§ **Exercises**
a: In the passage about the Facebook "I like it" statuses, switch "purses" to "handbags" in the portion starting at "Ok, so I never" and ending at "of SPREADING awareness?".
b: According to the passage about the Facebook "I like it" statuses, what cause are these statuses said to be for?
Text block below:
Ok, so I never made that my Facebook status. If you are in the dark about all the “I like it” Facebook statuses that started happening this month, women are writing about where they like it. Their purses, I mean. Where they like to put their purses. (Duh.) It's for Breast Cancer Awareness month. Supposedly.
Well, now I have some questions:
- How does telling the world where I like my purse spread awareness about breast cancer especially if it's in such a cryptic form? This sounds more like a “girls only” club, where only girls are allowed the privilege of being in the exclusive club. Doesn't this contradict the whole point of SPREADING awareness?
- Why does it have to have a sexual innuendo? Would that be considered disrespectful to survivors and non-survivors of breast cancer and their families to make a joke out of something serious?
End of Text block.
Exercise data below:
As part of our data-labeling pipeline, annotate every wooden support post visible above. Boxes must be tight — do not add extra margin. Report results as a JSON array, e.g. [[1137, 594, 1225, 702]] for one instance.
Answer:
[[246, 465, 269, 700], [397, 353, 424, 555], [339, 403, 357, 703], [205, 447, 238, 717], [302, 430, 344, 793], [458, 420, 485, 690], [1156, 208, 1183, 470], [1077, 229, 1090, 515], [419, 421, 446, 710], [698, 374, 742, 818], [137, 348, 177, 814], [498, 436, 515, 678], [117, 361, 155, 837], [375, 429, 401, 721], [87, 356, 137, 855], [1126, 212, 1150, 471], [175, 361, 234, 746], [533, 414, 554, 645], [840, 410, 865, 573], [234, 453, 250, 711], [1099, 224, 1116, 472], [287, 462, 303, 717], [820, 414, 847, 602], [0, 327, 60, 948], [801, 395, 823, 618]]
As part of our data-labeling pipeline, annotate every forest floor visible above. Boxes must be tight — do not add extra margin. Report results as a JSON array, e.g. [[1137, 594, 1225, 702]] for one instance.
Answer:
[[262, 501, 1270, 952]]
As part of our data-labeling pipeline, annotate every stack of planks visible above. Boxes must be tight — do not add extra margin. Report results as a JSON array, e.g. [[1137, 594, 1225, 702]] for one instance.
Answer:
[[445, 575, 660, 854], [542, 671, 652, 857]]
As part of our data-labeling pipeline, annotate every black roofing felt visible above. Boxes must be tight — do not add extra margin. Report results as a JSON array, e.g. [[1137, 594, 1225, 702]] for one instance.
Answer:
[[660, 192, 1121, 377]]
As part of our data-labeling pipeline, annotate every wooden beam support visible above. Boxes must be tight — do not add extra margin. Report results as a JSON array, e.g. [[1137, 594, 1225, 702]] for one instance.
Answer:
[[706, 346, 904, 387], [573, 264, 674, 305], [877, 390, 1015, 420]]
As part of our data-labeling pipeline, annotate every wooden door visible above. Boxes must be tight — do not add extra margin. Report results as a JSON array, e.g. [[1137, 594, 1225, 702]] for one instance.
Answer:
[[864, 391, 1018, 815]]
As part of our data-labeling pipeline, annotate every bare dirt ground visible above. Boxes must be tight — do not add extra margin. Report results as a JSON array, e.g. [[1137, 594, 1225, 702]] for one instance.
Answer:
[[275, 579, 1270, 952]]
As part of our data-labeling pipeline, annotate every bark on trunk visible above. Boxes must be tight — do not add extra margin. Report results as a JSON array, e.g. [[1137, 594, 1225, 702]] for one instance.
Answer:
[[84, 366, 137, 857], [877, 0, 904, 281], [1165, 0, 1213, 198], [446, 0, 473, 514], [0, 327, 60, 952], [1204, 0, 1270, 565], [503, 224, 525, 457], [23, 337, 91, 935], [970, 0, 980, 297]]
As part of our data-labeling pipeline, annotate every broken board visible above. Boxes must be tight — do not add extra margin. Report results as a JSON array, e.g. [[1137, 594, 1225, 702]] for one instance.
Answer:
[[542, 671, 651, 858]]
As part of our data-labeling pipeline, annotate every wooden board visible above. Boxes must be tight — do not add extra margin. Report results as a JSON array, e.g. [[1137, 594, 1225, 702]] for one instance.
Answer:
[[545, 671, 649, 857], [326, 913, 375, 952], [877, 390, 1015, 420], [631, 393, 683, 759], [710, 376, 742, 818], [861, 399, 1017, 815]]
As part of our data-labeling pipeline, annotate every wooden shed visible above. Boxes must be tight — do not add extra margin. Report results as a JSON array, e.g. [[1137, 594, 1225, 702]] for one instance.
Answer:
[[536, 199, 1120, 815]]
End of Exercise data.
§ **Answers by task**
a:
Ok, so I never made that my Facebook status. If you are in the dark about all the “I like it” Facebook statuses that started happening this month, women are writing about where they like it. Their handbags, I mean. Where they like to put their handbags. (Duh.) It's for Breast Cancer Awareness month. Supposedly.
Well, now I have some questions:
- How does telling the world where I like my purse spread awareness about breast cancer especially if it's in such a cryptic form? This sounds more like a “girls only” club, where only girls are allowed the privilege of being in the exclusive club. Doesn't this contradict the whole point of SPREADING awareness?

b: Breast Cancer Awareness month.